» PARTS OF THE EXERCISE
a) List the names of the parameters that the function logdist takes in the tag cloud question.
b) Render each line of the listing as a JSON list of strings, one string per line. Leave out blank lines and the pictures.

» SOURCE
Question

I've read a bunch of tutorials about the proper way to generate a logarithmic distribution of tagcloud weights. Most of them group the tags into steps. This seems somewhat silly to me, so I developed my own algorithm based on what I've read so that it dynamically distributes the tag's count along the logarthmic curve between the threshold and the maximum. Here's the essence of it in python:

from math import log
count = [1, 3, 5, 4, 7, 5, 10, 6]
def logdist(count, threshold=0, maxsize=1.75, minsize=.75):
    countdist = []
    # mincount is either the threshold or the minimum if it's over the threshold
    mincount = threshold<min(count) and min(count) or threshold
    maxcount = max(count)
    spread = maxcount - mincount
    # the slope of the line (rise over run) between (mincount, minsize) and ( maxcount, maxsize)
    delta = (maxsize - minsize) / float(spread)
    for c in count:
        logcount = log(c - (mincount - 1)) * (spread + 1) / log(spread + 1)
        size = delta * logcount - (delta - minsize)
        countdist.append({'count': c, 'size': round(size, 3)})
    return countdist

Basically, without the logarithmic calculation of the individual count, it would generate a straight line between the points, (mincount, minsize) and (maxcount, maxsize).

The algorithm does a good approximation of the curve between the two points, but suffers from one drawback. The mincount is a special case, and the logarithm of it produces zero. This means the size of the mincount would be less than minsize. I've tried cooking up numbers to try to solve this special case, but can't seem to get it right. Currently I just treat the mincount as a special case and add "or 1" to the logcount line.

Is there a more correct algorithm to draw a curve between the two points?

» Data entries
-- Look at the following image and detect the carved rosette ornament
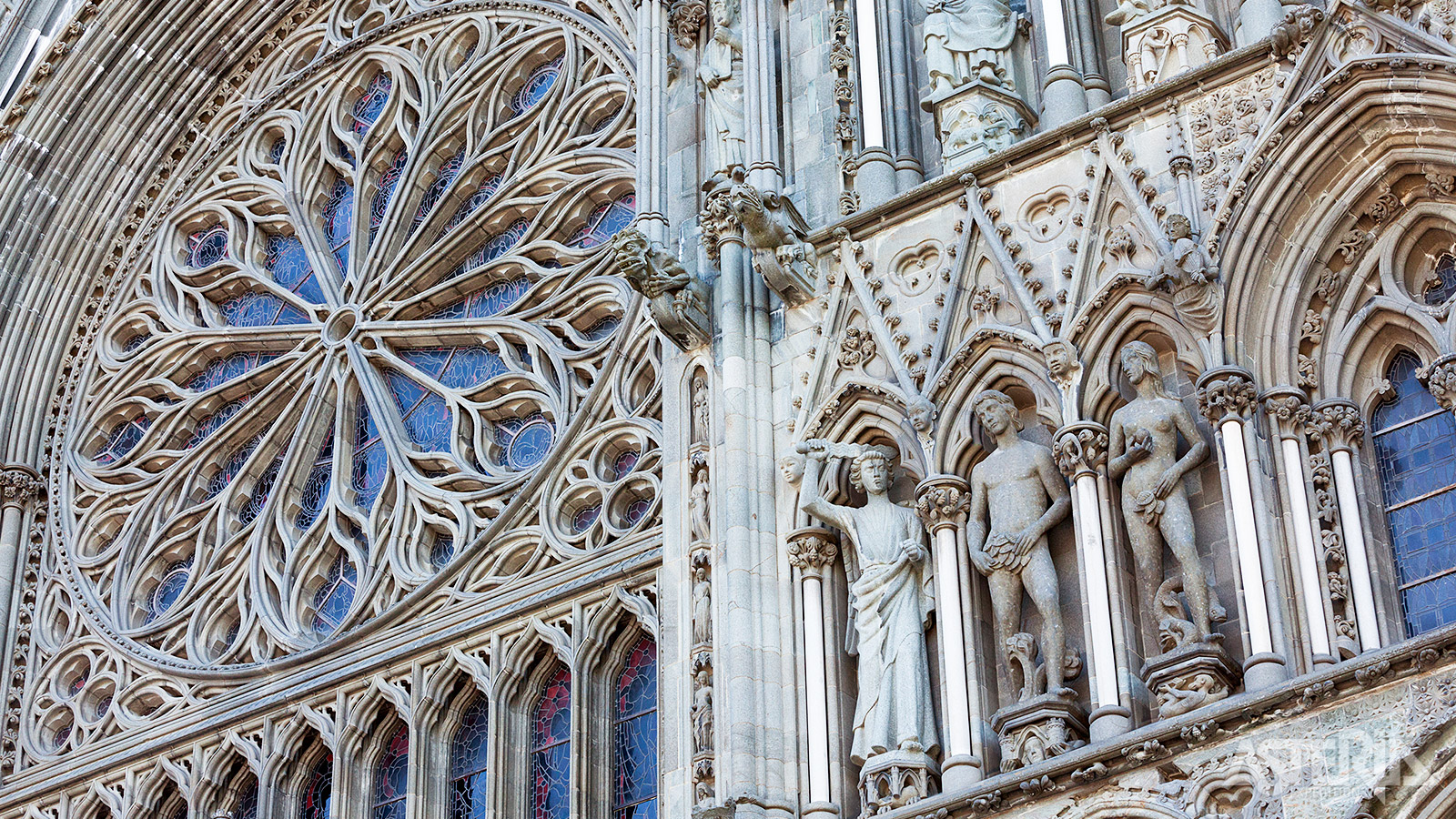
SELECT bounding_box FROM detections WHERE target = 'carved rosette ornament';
[1415,354,1456,412]
[789,526,839,577]
[915,475,971,535]
[1198,368,1258,426]
[1051,422,1107,480]
[0,463,41,509]
[1309,398,1364,451]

» THE SOLUTIONS
a) count, threshold, maxsize, minsize

b)
[
  "-- Look at the following image and detect the carved rosette ornament",
  "SELECT bounding_box FROM detections WHERE target = 'carved rosette ornament';",
  "[1415,354,1456,412]",
  "[789,526,839,577]",
  "[915,475,971,535]",
  "[1198,368,1258,426]",
  "[1051,422,1107,480]",
  "[0,463,41,509]",
  "[1309,398,1364,451]"
]